Requirement
Find every line in the items below that contains the word "would" and copy each of those lines.

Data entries
· · · · ·
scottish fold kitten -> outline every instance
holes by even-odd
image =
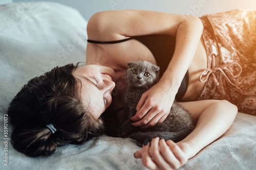
[[[174,101],[170,112],[162,124],[146,129],[136,128],[130,120],[136,113],[136,108],[142,93],[158,81],[159,67],[147,61],[134,61],[127,63],[127,87],[124,94],[125,120],[118,131],[118,137],[129,137],[142,146],[145,139],[151,140],[159,137],[174,142],[181,140],[195,128],[192,116],[187,110]]]

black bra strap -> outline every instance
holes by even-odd
[[[88,40],[87,40],[87,42],[92,43],[94,44],[116,44],[117,43],[120,43],[120,42],[128,41],[128,40],[130,40],[130,39],[133,39],[133,38],[128,38],[126,39],[121,39],[120,40],[105,41],[105,42],[94,41],[94,40],[91,40],[88,39]]]

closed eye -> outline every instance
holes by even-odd
[[[93,78],[93,79],[94,79],[94,80],[95,80],[96,82],[96,85],[97,86],[99,86],[99,79],[95,76],[90,76],[90,77],[91,78]]]

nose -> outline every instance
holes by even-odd
[[[108,79],[103,79],[103,82],[104,86],[103,87],[103,90],[105,91],[112,91],[115,87],[116,84],[115,82]]]

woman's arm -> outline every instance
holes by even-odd
[[[150,34],[176,37],[169,65],[159,82],[142,95],[138,112],[132,118],[139,120],[133,125],[147,125],[144,126],[146,128],[165,119],[195,55],[203,28],[201,20],[195,16],[144,10],[103,11],[90,18],[87,30],[92,40],[107,41]]]
[[[143,146],[135,156],[142,158],[146,167],[158,169],[182,166],[188,159],[222,135],[230,127],[238,112],[236,106],[226,101],[205,100],[181,104],[197,120],[195,129],[177,143],[156,138],[152,140],[150,147],[148,144]]]

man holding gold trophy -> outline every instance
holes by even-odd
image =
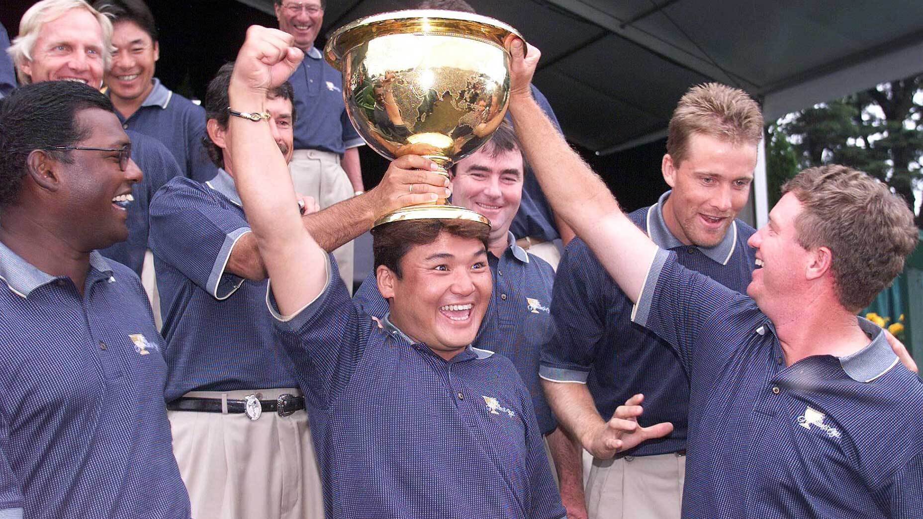
[[[437,171],[476,150],[502,120],[509,85],[502,44],[517,36],[490,18],[433,13],[372,17],[331,42],[345,50],[344,89],[370,93],[371,116],[351,113],[359,132],[379,152],[421,154]],[[463,36],[414,40],[429,30]],[[380,36],[388,31],[396,38]],[[428,62],[433,54],[414,56],[407,50],[414,46],[450,52]],[[260,113],[266,89],[284,81],[301,57],[291,36],[250,28],[229,89],[231,108]],[[389,87],[396,93],[390,108]],[[415,103],[408,91],[418,94]],[[380,119],[377,110],[393,127],[370,122]],[[376,320],[352,303],[335,263],[300,223],[284,160],[266,156],[272,149],[262,121],[231,118],[237,190],[270,278],[281,353],[306,394],[328,516],[563,517],[521,380],[508,359],[470,346],[490,297],[486,219],[429,204],[379,218],[376,272],[390,311]],[[428,182],[431,174],[420,175]],[[640,412],[619,408],[617,441],[625,448],[669,430],[638,428]]]

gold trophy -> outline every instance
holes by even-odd
[[[490,139],[509,101],[513,28],[474,14],[410,10],[350,23],[327,42],[327,61],[343,74],[346,113],[359,135],[386,159],[422,155],[448,176],[451,164]],[[445,199],[410,206],[375,222],[482,214]]]

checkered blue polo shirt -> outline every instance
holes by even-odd
[[[188,518],[138,276],[94,252],[81,297],[0,244],[0,516]]]
[[[538,380],[538,356],[551,333],[548,312],[555,271],[541,258],[517,246],[512,233],[509,238],[509,247],[502,257],[487,254],[493,292],[472,345],[493,350],[512,361],[532,396],[538,427],[543,434],[548,434],[557,422]],[[374,272],[353,299],[368,315],[382,318],[388,313],[388,301],[378,292]]]
[[[446,361],[378,325],[334,265],[314,302],[284,319],[272,310],[305,392],[327,516],[563,518],[509,360],[469,347]]]
[[[747,240],[753,228],[736,220],[713,247],[683,245],[664,221],[669,191],[629,218],[679,262],[739,293],[747,291],[754,267]],[[689,378],[679,357],[662,339],[631,322],[631,300],[609,277],[590,248],[572,240],[557,265],[551,317],[554,335],[543,345],[542,377],[587,384],[599,414],[608,419],[631,395],[644,394],[642,426],[673,423],[665,438],[627,451],[633,456],[665,454],[686,448]]]
[[[183,171],[179,169],[170,150],[161,144],[161,141],[131,130],[125,133],[131,139],[131,160],[138,164],[144,177],[131,187],[131,196],[135,198],[135,201],[128,205],[125,223],[128,227],[128,239],[113,244],[100,252],[141,275],[150,230],[148,221],[150,199],[171,178],[182,176]]]
[[[166,398],[190,391],[295,387],[272,345],[267,281],[225,272],[250,232],[234,179],[220,170],[199,184],[177,177],[150,205],[150,249],[161,293]]]
[[[663,249],[633,319],[689,372],[685,517],[923,516],[923,383],[881,329],[785,367],[752,299]]]

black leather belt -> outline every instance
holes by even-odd
[[[248,394],[244,400],[228,400],[228,413],[246,413],[251,420],[256,420],[263,411],[279,413],[287,416],[305,408],[305,397],[282,394],[275,400],[259,400],[255,394]],[[183,396],[167,404],[171,411],[198,411],[200,413],[222,413],[221,398],[200,398]]]

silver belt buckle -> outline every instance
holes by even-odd
[[[251,420],[258,419],[263,414],[263,404],[259,403],[257,395],[248,394],[244,397],[244,412]]]
[[[288,416],[289,415],[294,413],[294,409],[292,411],[285,410],[288,404],[293,400],[294,400],[294,396],[287,392],[285,394],[279,395],[279,398],[276,399],[276,412],[279,413],[280,416]]]

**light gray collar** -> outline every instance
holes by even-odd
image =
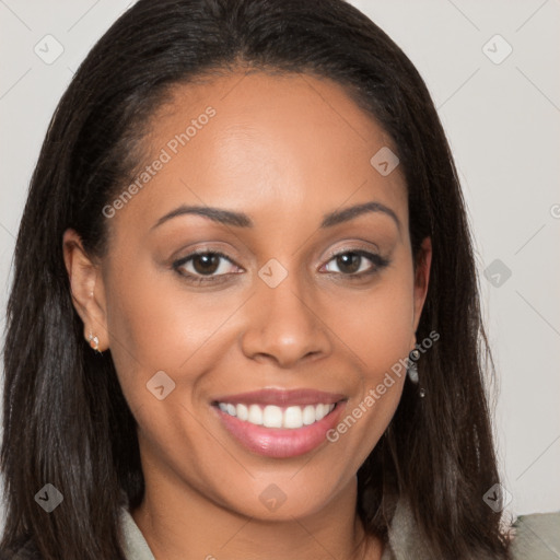
[[[127,560],[155,560],[130,512],[122,506],[120,515]],[[385,547],[382,560],[431,560],[422,546],[423,539],[412,513],[404,500],[397,504],[388,535],[389,542]]]

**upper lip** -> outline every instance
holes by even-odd
[[[253,390],[250,393],[238,393],[237,395],[224,395],[212,400],[212,404],[230,402],[232,405],[332,405],[345,400],[346,395],[338,393],[325,393],[316,389],[275,389],[267,388]]]

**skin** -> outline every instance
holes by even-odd
[[[363,540],[355,515],[355,475],[396,410],[404,375],[336,443],[291,458],[245,450],[210,401],[306,387],[345,394],[351,411],[415,347],[430,240],[415,275],[400,167],[382,176],[370,164],[381,148],[397,150],[330,80],[236,71],[177,86],[145,138],[143,164],[208,106],[215,116],[108,220],[107,255],[90,258],[72,230],[63,238],[84,337],[110,349],[139,424],[147,492],[132,516],[166,560],[262,550],[270,560],[380,559],[383,544]],[[319,229],[324,214],[369,201],[390,208],[400,226],[369,212]],[[180,205],[245,212],[255,225],[191,214],[153,228]],[[217,261],[215,283],[189,283],[173,268],[195,248],[231,259]],[[332,255],[359,249],[390,262],[352,281]],[[271,258],[288,272],[276,288],[258,276]],[[358,267],[375,264],[364,257]],[[203,262],[183,271],[203,276]],[[176,386],[158,400],[147,383],[162,370]],[[276,511],[259,500],[270,485],[285,494]]]

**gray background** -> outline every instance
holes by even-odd
[[[48,121],[81,60],[131,3],[0,0],[2,330],[15,235]],[[499,376],[506,509],[560,510],[560,1],[351,3],[417,66],[455,154]]]

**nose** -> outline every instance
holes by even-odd
[[[292,272],[276,288],[260,279],[256,284],[246,307],[246,327],[241,337],[247,358],[294,368],[303,360],[320,359],[330,353],[329,328],[312,288],[303,289]]]

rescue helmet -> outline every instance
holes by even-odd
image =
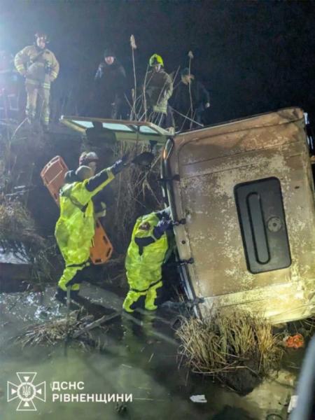
[[[188,69],[188,67],[185,67],[181,71],[181,77],[185,77],[186,76],[191,76],[191,73]]]
[[[158,54],[153,54],[149,59],[149,65],[150,67],[160,64],[164,67],[163,59]]]
[[[46,32],[43,32],[41,31],[38,31],[35,34],[34,36],[35,36],[35,39],[38,39],[38,38],[43,38],[43,40],[45,41],[46,43],[49,43],[48,36],[47,35],[47,34]]]
[[[88,165],[91,162],[98,162],[99,157],[95,152],[83,152],[79,158],[79,165]]]
[[[111,48],[105,48],[104,50],[104,57],[115,57],[115,55]]]

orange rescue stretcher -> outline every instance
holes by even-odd
[[[41,172],[44,185],[48,188],[52,198],[59,206],[59,192],[64,183],[64,174],[68,167],[61,156],[55,156],[45,166]],[[113,246],[106,233],[97,220],[95,234],[90,250],[90,258],[93,264],[104,264],[109,260],[113,253]]]

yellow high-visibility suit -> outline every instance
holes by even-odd
[[[79,290],[80,283],[74,281],[75,276],[89,265],[90,248],[95,230],[92,198],[110,183],[121,169],[121,164],[116,162],[94,176],[66,184],[61,190],[60,216],[56,223],[55,236],[66,262],[58,282],[58,287],[64,291],[71,281],[71,290]]]
[[[153,212],[139,217],[134,225],[125,260],[130,290],[122,307],[128,312],[133,312],[131,306],[140,296],[146,297],[146,309],[152,311],[158,307],[155,300],[157,289],[162,286],[162,265],[168,248],[165,233],[160,237],[155,236],[159,220]]]
[[[59,73],[59,63],[54,53],[48,48],[40,50],[36,46],[28,46],[18,52],[14,64],[18,71],[25,76],[27,116],[33,120],[36,108],[39,108],[41,122],[48,125],[50,113],[50,83],[57,78]]]

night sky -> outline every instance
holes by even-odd
[[[116,51],[132,87],[160,54],[170,73],[195,58],[192,73],[211,93],[209,124],[299,106],[314,120],[314,1],[0,0],[0,48],[13,54],[38,29],[51,38],[61,71],[55,98],[80,111],[106,46]],[[60,99],[61,100],[61,99]]]

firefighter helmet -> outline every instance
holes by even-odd
[[[47,35],[47,34],[46,34],[45,32],[42,32],[41,31],[37,31],[35,34],[34,36],[36,39],[38,39],[38,38],[43,38],[46,43],[48,43],[49,42],[48,36]]]
[[[164,67],[163,59],[158,54],[153,54],[151,55],[149,59],[149,64],[152,67],[153,66],[157,66],[160,64]]]

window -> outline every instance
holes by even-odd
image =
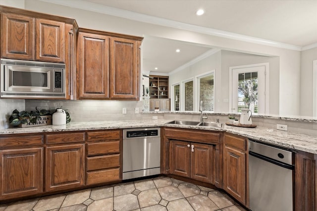
[[[172,106],[173,106],[174,111],[179,111],[180,110],[179,110],[180,85],[179,85],[179,84],[177,84],[172,85],[172,91],[173,92],[172,96],[173,96],[173,103]]]
[[[203,110],[214,111],[214,72],[199,76],[198,79],[198,93],[197,108],[199,108],[201,101],[203,101]]]
[[[194,81],[184,83],[185,111],[194,111]]]
[[[255,114],[268,113],[268,63],[230,68],[231,88],[229,112],[241,113],[248,108]]]

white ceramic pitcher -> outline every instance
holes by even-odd
[[[240,116],[240,124],[241,125],[252,125],[251,119],[252,112],[247,108],[241,109],[241,115]]]

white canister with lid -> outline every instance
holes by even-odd
[[[66,124],[66,113],[61,108],[56,109],[56,112],[53,114],[53,123],[54,126]]]

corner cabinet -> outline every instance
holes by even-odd
[[[242,136],[225,133],[224,143],[224,189],[248,207],[248,140]]]
[[[218,154],[220,133],[166,127],[162,129],[161,173],[222,185]]]
[[[142,38],[80,28],[80,99],[138,100]]]

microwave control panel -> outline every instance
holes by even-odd
[[[62,87],[62,75],[61,72],[55,71],[55,88],[61,88]]]

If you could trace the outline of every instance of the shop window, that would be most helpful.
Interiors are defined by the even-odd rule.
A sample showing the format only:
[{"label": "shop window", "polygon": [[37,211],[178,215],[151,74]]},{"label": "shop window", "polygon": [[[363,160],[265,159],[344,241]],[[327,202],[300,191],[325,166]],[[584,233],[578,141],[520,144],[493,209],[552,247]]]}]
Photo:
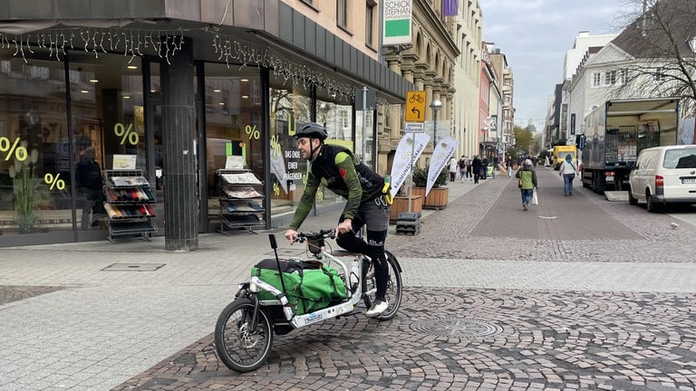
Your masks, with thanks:
[{"label": "shop window", "polygon": [[271,215],[290,215],[304,191],[307,162],[300,157],[295,131],[314,118],[310,91],[271,74]]},{"label": "shop window", "polygon": [[205,64],[206,180],[209,223],[218,224],[219,190],[216,170],[232,167],[250,169],[264,176],[262,105],[258,98],[260,71],[254,67]]},{"label": "shop window", "polygon": [[0,231],[72,229],[64,64],[0,49]]}]

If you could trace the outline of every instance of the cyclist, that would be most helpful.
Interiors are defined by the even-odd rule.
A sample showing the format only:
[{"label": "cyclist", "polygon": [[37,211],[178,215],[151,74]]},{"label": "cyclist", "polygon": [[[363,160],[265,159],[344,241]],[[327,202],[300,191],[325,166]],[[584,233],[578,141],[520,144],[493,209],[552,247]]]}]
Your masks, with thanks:
[{"label": "cyclist", "polygon": [[[345,250],[372,260],[377,291],[366,315],[377,317],[389,306],[385,298],[388,266],[384,241],[389,228],[390,205],[382,194],[384,179],[345,148],[324,144],[327,137],[326,129],[314,122],[303,124],[295,131],[300,155],[309,161],[310,169],[304,193],[285,236],[291,243],[295,242],[296,230],[312,209],[320,185],[347,199],[336,226],[336,243]],[[356,236],[363,224],[367,224],[367,242]]]}]

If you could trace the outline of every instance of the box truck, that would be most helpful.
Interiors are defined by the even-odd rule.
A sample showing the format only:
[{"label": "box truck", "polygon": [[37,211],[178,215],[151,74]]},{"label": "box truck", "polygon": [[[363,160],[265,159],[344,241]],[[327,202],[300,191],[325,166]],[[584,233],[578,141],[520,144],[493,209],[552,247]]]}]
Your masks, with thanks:
[{"label": "box truck", "polygon": [[627,190],[641,150],[676,144],[678,119],[679,98],[613,100],[594,109],[576,138],[583,186],[595,193]]}]

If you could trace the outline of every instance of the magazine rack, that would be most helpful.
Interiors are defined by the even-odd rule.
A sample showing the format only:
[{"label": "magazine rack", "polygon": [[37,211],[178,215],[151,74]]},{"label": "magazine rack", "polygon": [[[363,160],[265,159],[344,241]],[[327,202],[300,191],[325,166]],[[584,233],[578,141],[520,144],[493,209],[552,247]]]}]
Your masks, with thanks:
[{"label": "magazine rack", "polygon": [[144,170],[103,170],[104,211],[109,241],[114,236],[138,235],[150,241],[157,231],[153,221],[154,193]]},{"label": "magazine rack", "polygon": [[[244,228],[254,232],[254,226],[263,225],[264,183],[247,169],[218,169],[218,187],[220,203],[220,233],[225,228]],[[255,233],[256,234],[256,233]]]}]

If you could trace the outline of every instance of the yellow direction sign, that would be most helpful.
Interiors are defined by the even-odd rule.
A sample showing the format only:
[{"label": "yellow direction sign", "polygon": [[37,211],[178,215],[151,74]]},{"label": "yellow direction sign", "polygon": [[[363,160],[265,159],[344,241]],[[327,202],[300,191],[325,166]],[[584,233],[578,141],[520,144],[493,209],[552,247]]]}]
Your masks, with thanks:
[{"label": "yellow direction sign", "polygon": [[425,91],[406,93],[406,122],[425,121]]}]

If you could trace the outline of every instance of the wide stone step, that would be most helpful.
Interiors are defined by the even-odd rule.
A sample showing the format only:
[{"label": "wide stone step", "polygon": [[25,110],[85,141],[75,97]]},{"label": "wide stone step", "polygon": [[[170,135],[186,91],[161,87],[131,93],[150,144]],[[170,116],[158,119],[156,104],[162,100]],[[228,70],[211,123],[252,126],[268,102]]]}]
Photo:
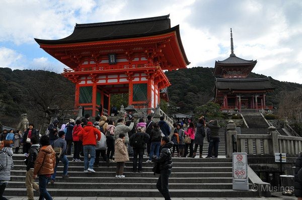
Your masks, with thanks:
[{"label": "wide stone step", "polygon": [[[54,184],[49,183],[47,185],[47,188],[64,188],[72,189],[78,188],[79,189],[83,189],[87,188],[91,189],[156,189],[156,181],[153,183],[131,183],[127,184],[127,182],[123,181],[111,182],[94,182],[86,183],[83,184],[82,182],[55,182]],[[232,183],[170,183],[169,182],[169,189],[232,189]],[[24,181],[10,181],[10,187],[20,188],[24,186]]]},{"label": "wide stone step", "polygon": [[[115,178],[114,176],[111,177],[77,177],[70,176],[69,178],[62,178],[61,176],[56,177],[56,183],[57,182],[82,182],[82,183],[156,183],[158,175],[154,175],[153,177],[128,177],[125,178]],[[11,181],[24,181],[25,176],[12,176]],[[175,177],[171,176],[169,178],[169,183],[231,183],[232,182],[232,177]],[[11,182],[10,182],[10,183]],[[24,183],[24,182],[23,182]]]},{"label": "wide stone step", "polygon": [[[58,166],[58,171],[62,171],[63,166],[59,165]],[[144,171],[152,171],[153,166],[150,167],[145,167],[143,168]],[[25,166],[24,165],[15,165],[14,168],[15,170],[25,169]],[[103,167],[101,166],[98,168],[94,168],[94,169],[97,172],[102,172],[104,171],[115,171],[116,167]],[[68,166],[68,171],[81,171],[84,170],[83,166]],[[132,170],[132,166],[125,166],[124,168],[124,171],[131,171]],[[174,167],[174,172],[185,172],[194,171],[194,172],[230,172],[232,171],[232,168],[230,167]]]},{"label": "wide stone step", "polygon": [[[192,170],[193,171],[193,170]],[[175,172],[173,170],[171,173],[170,177],[232,177],[232,168],[230,171],[225,172],[216,172],[215,173],[209,173],[208,172],[195,172],[194,171],[191,172]],[[25,174],[26,173],[26,170],[12,170],[11,171],[11,174],[13,176],[24,176],[25,177]],[[115,177],[115,171],[103,171],[99,172],[97,171],[96,173],[85,173],[83,171],[68,171],[68,174],[72,177]],[[155,175],[153,172],[150,171],[144,171],[143,173],[132,173],[130,171],[125,171],[124,175],[126,177],[153,177]],[[56,176],[62,176],[63,172],[62,170],[58,171],[57,172]],[[25,178],[24,178],[25,179]]]},{"label": "wide stone step", "polygon": [[[52,196],[106,196],[106,197],[162,197],[161,193],[156,189],[69,189],[69,188],[49,188],[47,189]],[[236,191],[232,189],[169,189],[171,197],[247,197],[257,196],[258,191]],[[38,195],[36,191],[34,191],[35,195]],[[16,194],[22,196],[26,196],[26,188],[9,188],[5,189],[5,196],[15,196]]]},{"label": "wide stone step", "polygon": [[[196,154],[199,154],[199,152],[197,152],[197,153]],[[72,162],[72,161],[71,161],[71,160],[72,159],[72,156],[69,156],[69,155],[67,156],[67,158],[68,159],[68,160],[69,161]],[[20,154],[15,155],[14,154],[13,156],[13,159],[14,160],[14,161],[16,160],[24,161],[25,159],[25,156],[24,155],[20,155]],[[102,158],[101,158],[100,159],[101,159],[100,160],[102,161]],[[84,160],[84,157],[81,157],[80,158],[80,159],[81,159],[82,162],[83,162]],[[148,159],[148,157],[144,157],[143,159],[143,161],[145,162],[147,159]],[[214,159],[210,160],[209,159],[199,158],[197,158],[197,157],[195,157],[194,158],[174,157],[174,158],[172,158],[172,161],[173,161],[173,163],[174,163],[174,162],[190,162],[190,162],[208,162],[220,163],[221,162],[232,162],[232,158],[216,158]],[[130,161],[126,162],[126,164],[127,164],[127,163],[132,163],[132,162],[133,162],[133,157],[130,157]],[[81,163],[81,162],[80,162],[80,163]],[[83,163],[83,162],[82,162],[82,163]]]},{"label": "wide stone step", "polygon": [[[103,160],[103,159],[101,159]],[[212,160],[209,160],[208,162],[173,162],[173,167],[185,167],[190,166],[190,167],[216,167],[217,166],[216,162],[210,162]],[[14,161],[14,164],[15,165],[23,165],[25,167],[24,162],[22,160],[16,160]],[[109,165],[109,167],[116,167],[116,162],[109,162],[109,164],[102,160],[99,163],[100,167],[107,167],[107,165]],[[153,166],[154,163],[146,163],[145,161],[142,163],[142,167],[151,167]],[[130,167],[133,165],[132,162],[126,162],[125,165],[126,166]],[[59,166],[63,166],[62,163],[60,161],[59,163]],[[73,166],[84,166],[84,162],[72,162],[69,161],[68,163],[69,167]],[[219,166],[223,167],[231,167],[232,166],[232,163],[231,162],[220,162]],[[71,169],[71,168],[70,168]]]}]

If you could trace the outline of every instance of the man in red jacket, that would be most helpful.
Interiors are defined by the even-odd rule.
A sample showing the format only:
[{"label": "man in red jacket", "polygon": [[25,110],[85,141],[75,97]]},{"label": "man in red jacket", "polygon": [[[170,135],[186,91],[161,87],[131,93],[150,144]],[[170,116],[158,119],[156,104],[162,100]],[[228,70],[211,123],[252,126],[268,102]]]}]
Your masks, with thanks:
· · · · ·
Written response
If you could trace the outline of every instance of the shop window, that would be most helpful.
If you could trace the outline of every instance of the cyclist, that would be most helpful.
If you could trace the outline of every instance of the box truck, that would be most helpful.
If you could trace the outline of every instance of the magazine rack, that would be most helpful.
If you could trace the outline of every instance of the yellow direction sign, that would be most helpful.
If you could trace the outline of every instance of the wide stone step, that would be most helpful.
If you could trace the outline of every instance of the man in red jacket, that would be most helpful.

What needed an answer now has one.